• [GOAL OF THE EXERCISE]: Write the data out in full and word for word. Do not include images.
#### MATERIALS PROVIDED ####
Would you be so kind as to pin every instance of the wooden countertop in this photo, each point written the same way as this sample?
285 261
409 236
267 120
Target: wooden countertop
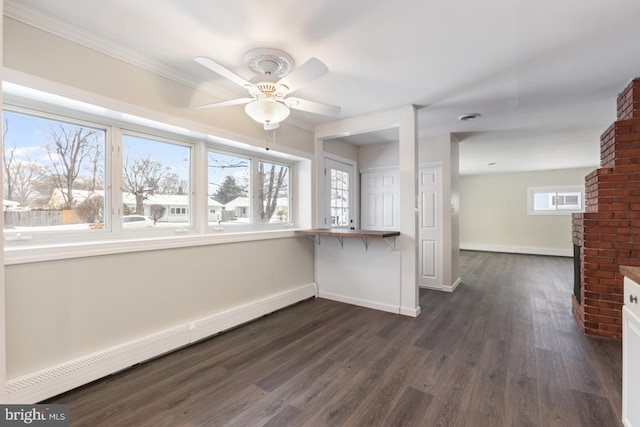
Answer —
632 273
365 234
####
• [TASK OUTPUT]:
Would you be so kind as to pin every instance of the wooden countertop in this photo, each point written the same way as this sample?
285 261
409 236
267 120
Target: wooden countertop
Answer —
632 273
365 234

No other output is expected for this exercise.